## TASK TO COMPLETE
Scan the records for the string "below" and copy every line that holds it.

[Point localization data]
+ + + + + + +

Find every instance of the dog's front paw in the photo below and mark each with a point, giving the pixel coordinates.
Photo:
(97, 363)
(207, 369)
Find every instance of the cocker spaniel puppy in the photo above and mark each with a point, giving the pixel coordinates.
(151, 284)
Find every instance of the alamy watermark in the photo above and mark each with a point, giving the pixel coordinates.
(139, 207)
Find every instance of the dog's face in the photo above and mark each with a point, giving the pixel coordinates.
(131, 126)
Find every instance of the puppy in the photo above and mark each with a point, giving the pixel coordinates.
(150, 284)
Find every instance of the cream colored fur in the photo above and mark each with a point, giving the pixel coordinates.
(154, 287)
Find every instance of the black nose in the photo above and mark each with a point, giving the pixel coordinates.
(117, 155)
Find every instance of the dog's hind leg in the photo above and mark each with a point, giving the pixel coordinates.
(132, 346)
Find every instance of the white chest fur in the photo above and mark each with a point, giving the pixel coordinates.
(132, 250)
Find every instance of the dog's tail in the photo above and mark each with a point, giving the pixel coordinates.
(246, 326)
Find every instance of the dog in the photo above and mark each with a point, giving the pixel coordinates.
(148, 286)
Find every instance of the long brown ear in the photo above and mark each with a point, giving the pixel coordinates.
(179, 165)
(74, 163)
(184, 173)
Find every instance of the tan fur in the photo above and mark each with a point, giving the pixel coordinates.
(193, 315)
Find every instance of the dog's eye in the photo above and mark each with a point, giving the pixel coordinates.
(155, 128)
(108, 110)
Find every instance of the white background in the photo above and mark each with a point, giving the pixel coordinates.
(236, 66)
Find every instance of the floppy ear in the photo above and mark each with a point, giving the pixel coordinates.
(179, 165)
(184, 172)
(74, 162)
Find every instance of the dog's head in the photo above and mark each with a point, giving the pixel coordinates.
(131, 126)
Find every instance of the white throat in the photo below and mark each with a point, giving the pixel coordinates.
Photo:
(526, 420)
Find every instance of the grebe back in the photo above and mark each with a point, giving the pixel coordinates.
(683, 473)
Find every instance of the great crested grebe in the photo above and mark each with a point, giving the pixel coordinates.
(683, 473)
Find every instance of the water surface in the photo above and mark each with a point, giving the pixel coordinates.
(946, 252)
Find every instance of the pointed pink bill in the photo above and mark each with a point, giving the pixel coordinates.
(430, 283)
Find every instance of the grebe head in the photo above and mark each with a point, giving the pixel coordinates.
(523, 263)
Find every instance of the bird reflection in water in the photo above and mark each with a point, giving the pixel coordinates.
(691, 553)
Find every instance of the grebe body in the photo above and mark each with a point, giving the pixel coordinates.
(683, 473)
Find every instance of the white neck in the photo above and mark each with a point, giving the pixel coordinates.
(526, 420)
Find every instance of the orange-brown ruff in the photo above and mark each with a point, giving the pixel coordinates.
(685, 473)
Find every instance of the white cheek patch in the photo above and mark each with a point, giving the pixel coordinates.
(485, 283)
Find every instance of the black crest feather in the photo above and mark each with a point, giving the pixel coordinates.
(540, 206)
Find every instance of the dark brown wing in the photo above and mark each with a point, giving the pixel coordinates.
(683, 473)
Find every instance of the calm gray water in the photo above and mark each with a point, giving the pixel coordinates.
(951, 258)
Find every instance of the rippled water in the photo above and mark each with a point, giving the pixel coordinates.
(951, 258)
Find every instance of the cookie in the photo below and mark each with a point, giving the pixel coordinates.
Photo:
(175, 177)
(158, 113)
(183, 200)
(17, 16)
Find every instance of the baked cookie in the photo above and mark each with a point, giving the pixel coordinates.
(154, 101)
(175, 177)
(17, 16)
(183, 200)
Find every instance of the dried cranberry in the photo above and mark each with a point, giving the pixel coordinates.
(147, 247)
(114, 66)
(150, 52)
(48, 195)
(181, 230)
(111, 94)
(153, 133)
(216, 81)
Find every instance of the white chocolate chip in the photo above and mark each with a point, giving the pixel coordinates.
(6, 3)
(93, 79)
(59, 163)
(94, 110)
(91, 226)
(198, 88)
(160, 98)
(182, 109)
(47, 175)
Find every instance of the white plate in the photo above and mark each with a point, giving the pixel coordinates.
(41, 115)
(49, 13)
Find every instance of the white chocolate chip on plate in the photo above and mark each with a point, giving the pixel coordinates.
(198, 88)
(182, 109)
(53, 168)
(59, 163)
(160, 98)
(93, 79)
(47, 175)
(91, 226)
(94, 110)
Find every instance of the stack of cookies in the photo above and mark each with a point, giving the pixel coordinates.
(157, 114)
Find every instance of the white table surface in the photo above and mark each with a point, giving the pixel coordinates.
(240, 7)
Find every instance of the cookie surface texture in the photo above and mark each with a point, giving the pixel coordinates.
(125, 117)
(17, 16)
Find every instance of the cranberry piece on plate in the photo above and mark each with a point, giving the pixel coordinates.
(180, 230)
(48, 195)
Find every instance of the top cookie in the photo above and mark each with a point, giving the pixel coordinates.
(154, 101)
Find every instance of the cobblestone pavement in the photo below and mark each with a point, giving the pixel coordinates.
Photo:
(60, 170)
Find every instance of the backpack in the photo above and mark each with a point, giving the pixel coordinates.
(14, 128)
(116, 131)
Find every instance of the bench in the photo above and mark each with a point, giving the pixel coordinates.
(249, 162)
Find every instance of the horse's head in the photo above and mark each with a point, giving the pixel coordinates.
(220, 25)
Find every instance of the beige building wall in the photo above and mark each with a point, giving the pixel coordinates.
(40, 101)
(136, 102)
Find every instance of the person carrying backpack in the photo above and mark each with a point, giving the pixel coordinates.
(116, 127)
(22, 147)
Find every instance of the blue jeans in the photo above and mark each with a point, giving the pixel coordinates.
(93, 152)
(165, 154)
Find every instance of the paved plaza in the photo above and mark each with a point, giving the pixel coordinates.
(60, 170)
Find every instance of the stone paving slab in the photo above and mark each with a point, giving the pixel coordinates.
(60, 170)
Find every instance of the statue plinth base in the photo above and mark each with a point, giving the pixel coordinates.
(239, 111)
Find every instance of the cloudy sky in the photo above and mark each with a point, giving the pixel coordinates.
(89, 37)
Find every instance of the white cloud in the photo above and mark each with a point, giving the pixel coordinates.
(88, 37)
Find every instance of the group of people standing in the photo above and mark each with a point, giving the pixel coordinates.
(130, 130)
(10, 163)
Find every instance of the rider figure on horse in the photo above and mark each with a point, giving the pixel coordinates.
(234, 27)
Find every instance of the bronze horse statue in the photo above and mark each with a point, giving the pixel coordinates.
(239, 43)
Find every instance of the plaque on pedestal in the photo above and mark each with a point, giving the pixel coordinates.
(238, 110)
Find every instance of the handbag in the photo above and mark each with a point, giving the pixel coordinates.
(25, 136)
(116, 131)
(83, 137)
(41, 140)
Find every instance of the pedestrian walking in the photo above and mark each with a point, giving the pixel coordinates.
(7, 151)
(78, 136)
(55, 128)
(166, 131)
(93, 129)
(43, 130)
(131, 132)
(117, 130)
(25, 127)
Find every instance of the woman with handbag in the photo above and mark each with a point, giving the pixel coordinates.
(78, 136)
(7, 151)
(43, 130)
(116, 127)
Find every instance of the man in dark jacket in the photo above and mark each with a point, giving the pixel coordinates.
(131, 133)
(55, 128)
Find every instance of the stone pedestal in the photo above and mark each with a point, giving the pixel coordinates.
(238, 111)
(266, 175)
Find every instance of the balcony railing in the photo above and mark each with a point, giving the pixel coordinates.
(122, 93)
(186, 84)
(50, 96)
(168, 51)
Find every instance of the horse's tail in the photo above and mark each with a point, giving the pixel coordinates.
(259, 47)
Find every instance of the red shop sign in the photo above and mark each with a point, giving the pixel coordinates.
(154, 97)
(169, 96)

+ + + + + + +

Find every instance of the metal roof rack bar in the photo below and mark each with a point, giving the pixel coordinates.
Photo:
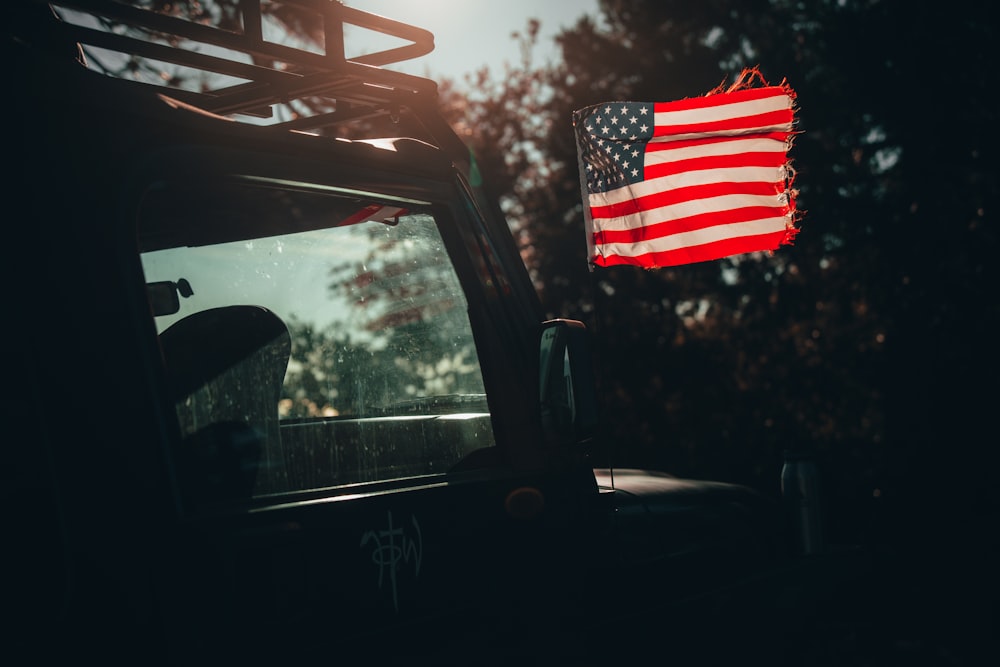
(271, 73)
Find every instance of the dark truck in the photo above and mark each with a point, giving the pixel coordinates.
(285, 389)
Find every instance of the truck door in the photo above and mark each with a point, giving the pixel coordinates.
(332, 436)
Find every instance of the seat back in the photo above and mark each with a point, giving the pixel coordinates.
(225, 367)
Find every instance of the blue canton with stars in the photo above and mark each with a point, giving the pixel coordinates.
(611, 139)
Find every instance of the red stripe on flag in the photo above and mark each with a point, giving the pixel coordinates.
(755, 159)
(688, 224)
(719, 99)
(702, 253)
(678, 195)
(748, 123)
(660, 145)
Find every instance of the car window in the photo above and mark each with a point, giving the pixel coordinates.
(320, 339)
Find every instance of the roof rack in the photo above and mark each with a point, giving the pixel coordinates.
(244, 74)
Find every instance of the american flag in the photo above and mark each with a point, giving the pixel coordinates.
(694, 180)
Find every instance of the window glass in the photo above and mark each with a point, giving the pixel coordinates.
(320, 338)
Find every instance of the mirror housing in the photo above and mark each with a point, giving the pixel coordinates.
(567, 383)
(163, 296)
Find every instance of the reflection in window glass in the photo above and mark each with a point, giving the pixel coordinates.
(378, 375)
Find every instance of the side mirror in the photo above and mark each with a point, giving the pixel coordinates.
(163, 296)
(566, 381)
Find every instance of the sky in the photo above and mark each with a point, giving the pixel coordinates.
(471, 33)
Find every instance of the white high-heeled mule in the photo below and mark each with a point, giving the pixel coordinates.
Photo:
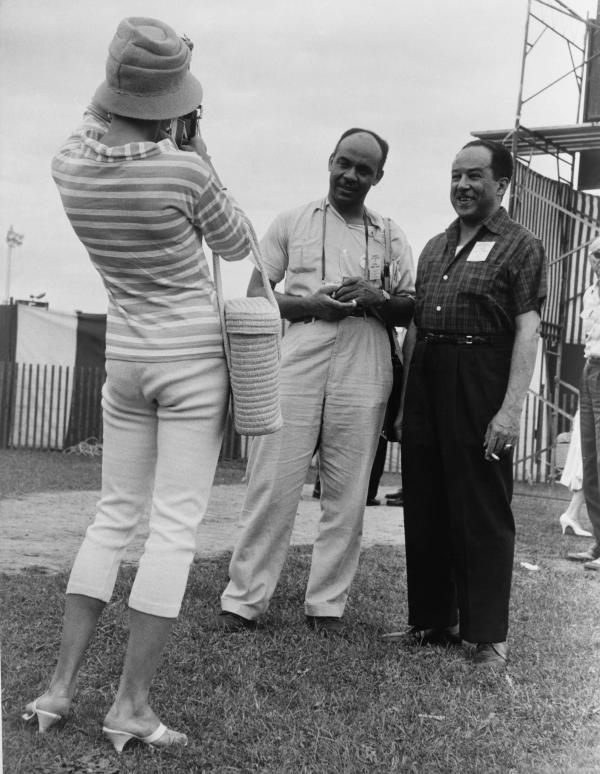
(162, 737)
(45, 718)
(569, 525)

+ + + + + + +

## REPLY TO THE TASK
Find every instance of the dog's front paw in the photo below and mark each with a point, giving the pixel coordinates.
Find every instance of the white throat in the photo below and mark each with a point, giving the pixel coordinates.
Find every instance of the cookie in the photo below and mark each with a point, giving the pixel coordinates.
Find every instance of the cobblestone pavement in the photo below and mark each with a point, giving the pixel coordinates.
Find every instance of the metal roof rack bar in the photo below and mark each with a point, giving the pixel coordinates.
Find every instance of the white high-heeled mule in the photo below and mark each with a point, giving the pixel coordinates.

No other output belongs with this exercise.